> [DIRECTION]: Please echo, word for word, everything in the forum thread from "As I just found" down to "evaluated in order.".

[START PAGE EXTRACT]

So the correct definition to me is this:
Vo=Vcc+ while Vin>VH until Vin<Vl then Vo=Vcc-. It is like a switch that changes the value of the output when some condition is true:
how can I express that as Mathematica function or a program?

3 Replies

Hi man, thanks for the method, I have a question: why exist a kind of delay in the positive Vcc, the negative Vcc is fine, it would be for the number of points? enter image description here

Thanks for help, thank you very much.

I guess this is because the discretization is too coarse. If you use a finer resolution, things will improve. Try e.g.:

state = -1;
xrange = {x, 6.5, 9, .01};
dataSchmitt = Table[{x, schmitt[Sin[x]]}, Evaluate@xrange];
dataSin = Table[{x, Sin[x]}, Evaluate@xrange];

ListLinePlot[{dataSchmitt, dataSin}, GridLines -> {None, {vl, vh}}, PlotRange -> {.5, 1}, AspectRatio -> .2]

enter image description here


As I just found out you do can use Plot - but with the proper options:

state = -1;
Plot[{schmitt[Sin[x]], Sin[x]}, {x, 0, 4 Pi}, MaxRecursion -> 0, PlotPoints -> 200]

Without recursion all data points are evaluated in order.

POSTED BY: Henrik Schachner


this is an interesting problem! Here is a simple outline how it could be done:

vccPlus = 1;
vccMinus = -1;
vh = 0.75;
vl = -0.75;
schmitt[x_] := Which[(state == -1) && (x > vh), (state = 1; vccPlus),
  (state == 1) && (x > vl), vccPlus,
  (state == 1) && (x < vl), (state = -1; vccMinus),
  (state == -1) && (x < vh), vccMinus]

Using this with some proper initialization:

state = -1; (* "quick and dirty" initialization - just for the example! *)

[END PAGE EXTRACT]
[START DATA LINES]

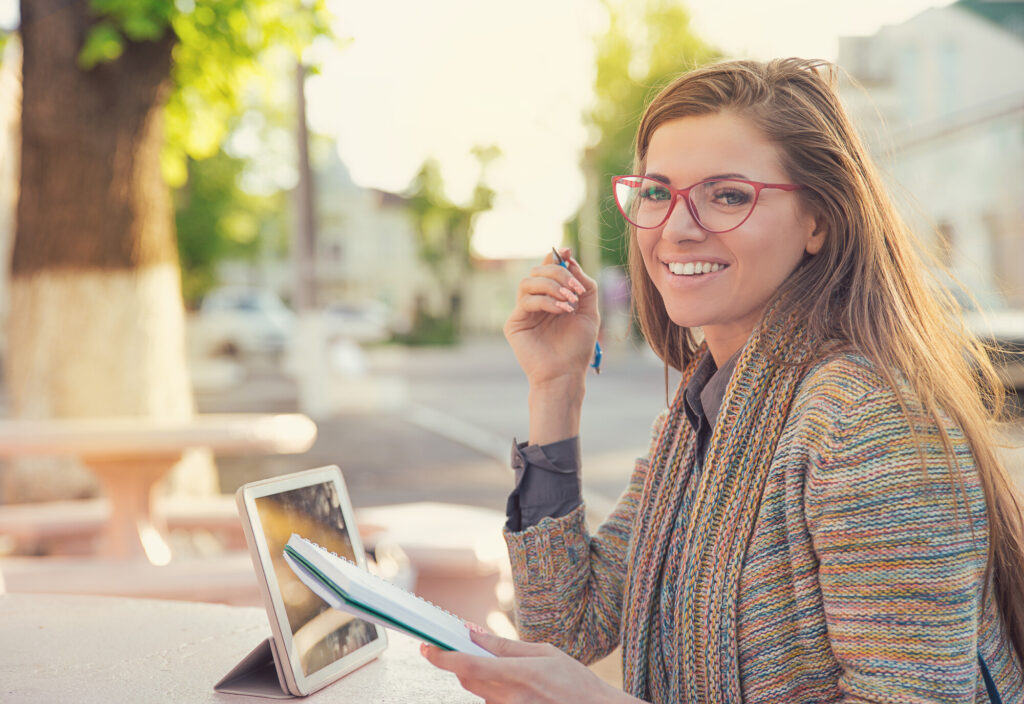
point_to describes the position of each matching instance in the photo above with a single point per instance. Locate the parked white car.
(242, 322)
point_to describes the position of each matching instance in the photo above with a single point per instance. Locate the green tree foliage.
(217, 220)
(444, 230)
(217, 54)
(220, 58)
(647, 44)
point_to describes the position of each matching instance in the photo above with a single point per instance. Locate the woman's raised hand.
(554, 324)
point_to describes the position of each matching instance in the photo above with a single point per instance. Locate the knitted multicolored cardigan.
(857, 571)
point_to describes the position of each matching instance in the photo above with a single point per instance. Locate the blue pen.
(597, 346)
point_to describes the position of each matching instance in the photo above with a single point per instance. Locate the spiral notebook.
(348, 587)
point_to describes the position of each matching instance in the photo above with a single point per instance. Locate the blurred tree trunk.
(96, 321)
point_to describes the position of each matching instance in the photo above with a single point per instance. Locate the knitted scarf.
(700, 658)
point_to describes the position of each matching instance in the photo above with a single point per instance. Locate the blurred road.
(445, 430)
(436, 424)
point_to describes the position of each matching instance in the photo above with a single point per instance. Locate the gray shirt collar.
(706, 390)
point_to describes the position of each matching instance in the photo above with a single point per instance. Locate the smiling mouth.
(694, 268)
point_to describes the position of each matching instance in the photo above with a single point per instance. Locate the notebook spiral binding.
(387, 583)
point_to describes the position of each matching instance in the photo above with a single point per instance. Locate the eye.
(652, 192)
(729, 195)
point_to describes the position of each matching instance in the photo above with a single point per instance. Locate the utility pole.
(309, 352)
(305, 235)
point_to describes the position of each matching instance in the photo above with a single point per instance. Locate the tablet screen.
(322, 635)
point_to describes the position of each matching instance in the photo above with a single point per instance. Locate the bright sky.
(436, 78)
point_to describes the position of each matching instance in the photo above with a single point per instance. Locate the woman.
(821, 517)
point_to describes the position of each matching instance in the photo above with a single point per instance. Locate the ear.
(816, 237)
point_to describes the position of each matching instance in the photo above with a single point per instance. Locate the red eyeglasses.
(718, 205)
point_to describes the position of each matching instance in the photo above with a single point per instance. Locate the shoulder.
(845, 402)
(854, 425)
(845, 378)
(846, 387)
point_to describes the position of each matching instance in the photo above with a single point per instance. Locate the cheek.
(646, 247)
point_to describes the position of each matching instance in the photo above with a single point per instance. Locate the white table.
(130, 454)
(105, 649)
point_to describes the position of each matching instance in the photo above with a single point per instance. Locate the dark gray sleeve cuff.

[END DATA LINES]

> [FINISHED TASK]:
As I just found out you do can use Plot - but with the proper options:

state = -1;
Plot[{schmitt[Sin[x]], Sin[x]}, {x, 0, 4 Pi}, MaxRecursion -> 0, PlotPoints -> 200]

Without recursion all data points are evaluated in order.